Russian psychiatrists have claimed that Ukrainian Stanislav Klykh is fit to stand trial and court hearings at more intensive pace are scheduled to resume on Monday Feb 8.   Clear signs of extreme psychological distress have proved as irrelevant to the Russian authorities, as alibis making the trial an absurdity, faulty historical facts and strong evidence to back allegations of torture.  For the moment, the defence is making no comment on the psychiatrists’ report except to stress that they will be seeking an independent assessment. 

Russia claims that Stanislav Klykh and Mykola Karpyuk took part in fighting in Chechnya 20 years ago and that during battles in Dec 1994 and Jan 1995 they killed a number of Russian soldiers.   The case provoked a stream of humorous Internet posts back in September 2015 after Alexander Bastrykin, head of Russia’s Investigative Committee, publicly asserted that the men had fought together with current Ukrainian Prime Minister Arseny Yatsenyuk and other prominent Ukrainians.  All were alleged to have committed terrible atrocities. The Photoshop images of Yatsenyuk as a Chechen fighter were often funny, but ignored the chilling fact that Bastrykin was basing his allegations on ‘confessions’ tortured out of Klykh and Karpyuk who had been held incommunicado and without proper lawyers throughout the so-called ‘investigation’.  . 

Alibis

Roman Oleksandruk, lawyer representing the two men’s interests from Ukraine, explained at a press conference on Feb 5 that Ukraine has sent documents to the Russian Investigative Committee.  These include documentary proof, as well as witness testimony, confirming that both men were in Ukraine at the time of the alleged offences.  As reported earlier, Karpyuk was known to have been looking after his dying mother, while Klykh was taking exams at university. 

At  this point, of course, the trial should be stopped and the two men, held illegally in Russia for almost 2 years, returned home.  Unfortunately, Russia has already ignored Nadiya Savchenko’s unbreakable alibi for over 18 months, so optimism is difficult.  In Savchenko’s case, the court has simply refused to add vital material from Ukraine to the court material.

- PROBLEM DETAILS -
Please update the Klykh trial text between "Russian psychiatrists have" and "an independent assessment.", inclusive, and put "Tuesday" wherever "Monday" appears.

- RECORDED DATA -

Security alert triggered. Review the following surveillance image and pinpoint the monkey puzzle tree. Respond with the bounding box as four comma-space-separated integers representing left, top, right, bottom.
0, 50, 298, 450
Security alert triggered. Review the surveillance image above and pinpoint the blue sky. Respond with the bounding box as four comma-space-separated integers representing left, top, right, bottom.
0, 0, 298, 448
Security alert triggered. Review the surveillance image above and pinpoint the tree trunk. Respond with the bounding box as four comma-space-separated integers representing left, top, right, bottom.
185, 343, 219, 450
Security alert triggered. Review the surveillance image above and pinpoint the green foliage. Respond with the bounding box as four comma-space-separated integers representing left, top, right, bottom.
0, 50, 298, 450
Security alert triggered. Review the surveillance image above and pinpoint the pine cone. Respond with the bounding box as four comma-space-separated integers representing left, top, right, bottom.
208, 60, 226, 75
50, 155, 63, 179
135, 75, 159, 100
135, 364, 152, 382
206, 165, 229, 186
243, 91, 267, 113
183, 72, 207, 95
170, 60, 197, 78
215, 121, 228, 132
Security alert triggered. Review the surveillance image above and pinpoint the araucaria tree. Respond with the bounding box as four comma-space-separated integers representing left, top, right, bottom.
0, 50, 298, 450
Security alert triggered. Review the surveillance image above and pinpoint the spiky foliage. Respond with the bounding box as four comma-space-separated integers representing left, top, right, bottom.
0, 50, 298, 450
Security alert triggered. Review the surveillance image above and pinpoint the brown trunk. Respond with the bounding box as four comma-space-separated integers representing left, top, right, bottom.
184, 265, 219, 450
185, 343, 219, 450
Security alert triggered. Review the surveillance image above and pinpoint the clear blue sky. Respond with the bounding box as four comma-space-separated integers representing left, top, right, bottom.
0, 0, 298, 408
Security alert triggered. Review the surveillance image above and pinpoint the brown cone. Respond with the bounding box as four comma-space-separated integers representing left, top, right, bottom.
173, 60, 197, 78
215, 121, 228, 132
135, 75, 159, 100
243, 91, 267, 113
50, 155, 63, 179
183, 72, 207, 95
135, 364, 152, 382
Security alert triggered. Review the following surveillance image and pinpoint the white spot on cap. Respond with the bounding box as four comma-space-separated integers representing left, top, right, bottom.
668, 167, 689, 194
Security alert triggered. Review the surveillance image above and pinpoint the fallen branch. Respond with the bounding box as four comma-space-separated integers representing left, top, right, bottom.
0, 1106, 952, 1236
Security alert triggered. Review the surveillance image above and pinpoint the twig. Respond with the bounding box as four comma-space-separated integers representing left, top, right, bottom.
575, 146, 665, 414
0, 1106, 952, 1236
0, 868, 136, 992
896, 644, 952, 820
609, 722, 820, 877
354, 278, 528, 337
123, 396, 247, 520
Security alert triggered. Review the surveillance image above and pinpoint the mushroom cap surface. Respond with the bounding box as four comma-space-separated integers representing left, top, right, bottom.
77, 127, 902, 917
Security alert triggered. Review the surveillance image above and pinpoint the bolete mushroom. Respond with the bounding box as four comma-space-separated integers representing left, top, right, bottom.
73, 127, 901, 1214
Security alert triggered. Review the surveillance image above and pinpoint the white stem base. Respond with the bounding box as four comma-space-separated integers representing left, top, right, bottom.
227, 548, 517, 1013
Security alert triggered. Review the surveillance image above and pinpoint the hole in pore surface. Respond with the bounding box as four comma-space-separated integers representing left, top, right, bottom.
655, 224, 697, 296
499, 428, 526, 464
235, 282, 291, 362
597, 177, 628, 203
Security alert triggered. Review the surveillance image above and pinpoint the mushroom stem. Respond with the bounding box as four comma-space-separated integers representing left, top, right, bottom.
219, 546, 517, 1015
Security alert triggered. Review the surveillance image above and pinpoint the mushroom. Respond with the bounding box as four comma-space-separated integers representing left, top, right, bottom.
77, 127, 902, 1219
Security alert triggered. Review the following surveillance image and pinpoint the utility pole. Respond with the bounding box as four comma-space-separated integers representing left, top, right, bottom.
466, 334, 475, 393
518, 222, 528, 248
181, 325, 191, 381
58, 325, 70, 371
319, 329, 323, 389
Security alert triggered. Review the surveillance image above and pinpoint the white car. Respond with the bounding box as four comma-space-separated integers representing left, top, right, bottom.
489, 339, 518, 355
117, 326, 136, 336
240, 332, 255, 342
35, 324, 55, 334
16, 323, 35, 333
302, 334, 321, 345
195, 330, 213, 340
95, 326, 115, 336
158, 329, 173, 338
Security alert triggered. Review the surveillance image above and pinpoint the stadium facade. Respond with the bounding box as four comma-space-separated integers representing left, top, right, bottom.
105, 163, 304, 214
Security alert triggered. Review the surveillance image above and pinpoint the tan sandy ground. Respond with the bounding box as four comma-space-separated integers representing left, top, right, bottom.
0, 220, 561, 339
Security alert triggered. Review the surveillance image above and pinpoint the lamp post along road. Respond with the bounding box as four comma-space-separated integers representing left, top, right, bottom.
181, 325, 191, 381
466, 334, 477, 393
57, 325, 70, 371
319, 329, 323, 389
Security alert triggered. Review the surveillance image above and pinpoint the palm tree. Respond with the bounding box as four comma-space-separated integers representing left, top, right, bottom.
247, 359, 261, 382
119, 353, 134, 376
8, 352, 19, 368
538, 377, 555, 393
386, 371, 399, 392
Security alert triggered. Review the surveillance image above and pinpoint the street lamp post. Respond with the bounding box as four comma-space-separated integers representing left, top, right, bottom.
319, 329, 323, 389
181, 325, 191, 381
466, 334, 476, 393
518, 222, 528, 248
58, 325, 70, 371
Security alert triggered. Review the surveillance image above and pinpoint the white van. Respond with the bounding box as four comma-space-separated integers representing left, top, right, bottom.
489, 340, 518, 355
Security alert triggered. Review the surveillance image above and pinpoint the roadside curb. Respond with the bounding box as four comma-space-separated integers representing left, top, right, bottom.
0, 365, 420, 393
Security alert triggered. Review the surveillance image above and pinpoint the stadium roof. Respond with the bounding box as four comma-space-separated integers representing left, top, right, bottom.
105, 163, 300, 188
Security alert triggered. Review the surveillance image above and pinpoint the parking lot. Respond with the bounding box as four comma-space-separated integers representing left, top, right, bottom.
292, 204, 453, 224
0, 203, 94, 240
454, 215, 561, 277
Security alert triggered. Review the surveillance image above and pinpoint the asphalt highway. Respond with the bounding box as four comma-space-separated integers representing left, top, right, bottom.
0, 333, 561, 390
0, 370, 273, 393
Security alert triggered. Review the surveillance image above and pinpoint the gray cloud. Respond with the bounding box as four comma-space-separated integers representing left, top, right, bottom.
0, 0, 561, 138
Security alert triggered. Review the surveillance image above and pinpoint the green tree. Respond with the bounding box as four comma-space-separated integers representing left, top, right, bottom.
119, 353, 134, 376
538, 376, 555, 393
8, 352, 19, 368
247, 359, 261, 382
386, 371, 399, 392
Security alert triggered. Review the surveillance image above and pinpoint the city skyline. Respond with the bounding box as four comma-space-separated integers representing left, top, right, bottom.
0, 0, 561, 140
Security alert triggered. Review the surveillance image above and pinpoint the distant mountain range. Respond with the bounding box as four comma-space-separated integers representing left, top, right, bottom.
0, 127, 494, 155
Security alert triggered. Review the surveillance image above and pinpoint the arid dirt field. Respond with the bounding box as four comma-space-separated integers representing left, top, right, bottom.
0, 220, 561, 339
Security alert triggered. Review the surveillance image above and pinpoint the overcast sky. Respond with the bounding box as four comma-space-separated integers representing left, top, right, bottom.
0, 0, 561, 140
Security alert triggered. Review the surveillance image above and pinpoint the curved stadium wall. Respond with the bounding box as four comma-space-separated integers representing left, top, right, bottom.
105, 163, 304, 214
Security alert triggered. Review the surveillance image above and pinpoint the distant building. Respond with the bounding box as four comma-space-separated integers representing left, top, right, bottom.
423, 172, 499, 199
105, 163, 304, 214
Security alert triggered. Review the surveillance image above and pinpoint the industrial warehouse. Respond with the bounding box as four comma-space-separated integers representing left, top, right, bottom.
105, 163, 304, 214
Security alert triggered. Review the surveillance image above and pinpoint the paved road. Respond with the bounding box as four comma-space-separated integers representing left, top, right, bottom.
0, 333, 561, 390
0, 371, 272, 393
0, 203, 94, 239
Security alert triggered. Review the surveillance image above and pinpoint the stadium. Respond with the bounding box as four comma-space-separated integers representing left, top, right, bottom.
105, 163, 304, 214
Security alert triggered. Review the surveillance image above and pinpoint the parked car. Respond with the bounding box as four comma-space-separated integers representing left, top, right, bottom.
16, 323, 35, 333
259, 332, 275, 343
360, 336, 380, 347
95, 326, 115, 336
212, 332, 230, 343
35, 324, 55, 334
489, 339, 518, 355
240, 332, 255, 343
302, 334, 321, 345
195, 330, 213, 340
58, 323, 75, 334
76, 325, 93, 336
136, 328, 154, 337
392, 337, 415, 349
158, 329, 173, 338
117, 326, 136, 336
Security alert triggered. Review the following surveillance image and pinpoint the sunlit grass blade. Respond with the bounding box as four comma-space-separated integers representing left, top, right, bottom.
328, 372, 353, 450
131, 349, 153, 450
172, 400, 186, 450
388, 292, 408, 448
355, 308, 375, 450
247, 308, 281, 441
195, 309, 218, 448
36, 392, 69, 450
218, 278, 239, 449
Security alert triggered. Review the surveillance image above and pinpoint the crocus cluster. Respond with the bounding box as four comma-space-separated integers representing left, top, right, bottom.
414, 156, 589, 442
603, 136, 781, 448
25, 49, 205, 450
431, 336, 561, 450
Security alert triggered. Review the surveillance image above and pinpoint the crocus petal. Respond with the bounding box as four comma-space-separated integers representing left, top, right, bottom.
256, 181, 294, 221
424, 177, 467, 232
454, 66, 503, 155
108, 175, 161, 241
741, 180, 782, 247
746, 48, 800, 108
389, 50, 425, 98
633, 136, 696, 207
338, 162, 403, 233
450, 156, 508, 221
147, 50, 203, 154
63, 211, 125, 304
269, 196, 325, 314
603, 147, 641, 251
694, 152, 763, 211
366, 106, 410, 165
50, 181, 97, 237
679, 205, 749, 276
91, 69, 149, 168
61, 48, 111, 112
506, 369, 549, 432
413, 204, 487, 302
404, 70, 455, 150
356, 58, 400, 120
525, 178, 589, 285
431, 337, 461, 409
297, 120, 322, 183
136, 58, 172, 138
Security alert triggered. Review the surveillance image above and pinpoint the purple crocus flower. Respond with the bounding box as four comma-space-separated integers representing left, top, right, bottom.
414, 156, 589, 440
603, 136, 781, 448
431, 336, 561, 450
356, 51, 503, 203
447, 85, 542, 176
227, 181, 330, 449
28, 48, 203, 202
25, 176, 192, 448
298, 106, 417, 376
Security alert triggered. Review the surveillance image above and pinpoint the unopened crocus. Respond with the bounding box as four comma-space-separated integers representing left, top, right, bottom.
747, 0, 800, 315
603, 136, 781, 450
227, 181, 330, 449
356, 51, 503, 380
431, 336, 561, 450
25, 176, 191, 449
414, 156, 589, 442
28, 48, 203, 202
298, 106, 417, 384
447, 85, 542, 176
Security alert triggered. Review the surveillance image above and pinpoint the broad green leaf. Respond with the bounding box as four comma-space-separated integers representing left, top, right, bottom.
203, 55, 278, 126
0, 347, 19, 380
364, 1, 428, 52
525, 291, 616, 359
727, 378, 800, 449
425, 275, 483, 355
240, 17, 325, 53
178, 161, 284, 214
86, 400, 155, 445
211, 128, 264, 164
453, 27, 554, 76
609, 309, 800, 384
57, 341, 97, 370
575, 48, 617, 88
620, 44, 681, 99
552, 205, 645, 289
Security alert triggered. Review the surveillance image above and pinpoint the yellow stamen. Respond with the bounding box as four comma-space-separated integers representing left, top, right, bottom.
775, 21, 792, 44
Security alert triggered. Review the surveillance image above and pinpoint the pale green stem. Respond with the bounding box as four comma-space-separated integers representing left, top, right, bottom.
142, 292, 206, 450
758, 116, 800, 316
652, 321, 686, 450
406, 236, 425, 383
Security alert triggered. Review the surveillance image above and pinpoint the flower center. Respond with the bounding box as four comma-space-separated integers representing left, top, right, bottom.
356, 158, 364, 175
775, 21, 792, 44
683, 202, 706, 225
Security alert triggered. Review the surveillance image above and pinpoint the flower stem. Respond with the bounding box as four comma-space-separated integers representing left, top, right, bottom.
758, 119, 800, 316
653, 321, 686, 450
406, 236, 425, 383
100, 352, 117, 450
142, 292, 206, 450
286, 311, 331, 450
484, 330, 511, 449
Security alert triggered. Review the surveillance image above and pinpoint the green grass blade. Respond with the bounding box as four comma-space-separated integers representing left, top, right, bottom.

- RESPONSE TO THIS EXERCISE -
Russian psychiatrists have claimed that Ukrainian Stanislav Klykh is fit to stand trial and court hearings at more intensive pace are scheduled to resume on Tuesday Feb 8.   Clear signs of extreme psychological distress have proved as irrelevant to the Russian authorities, as alibis making the trial an absurdity, faulty historical facts and strong evidence to back allegations of torture.  For the moment, the defence is making no comment on the psychiatrists’ report except to stress that they will be seeking an independent assessment.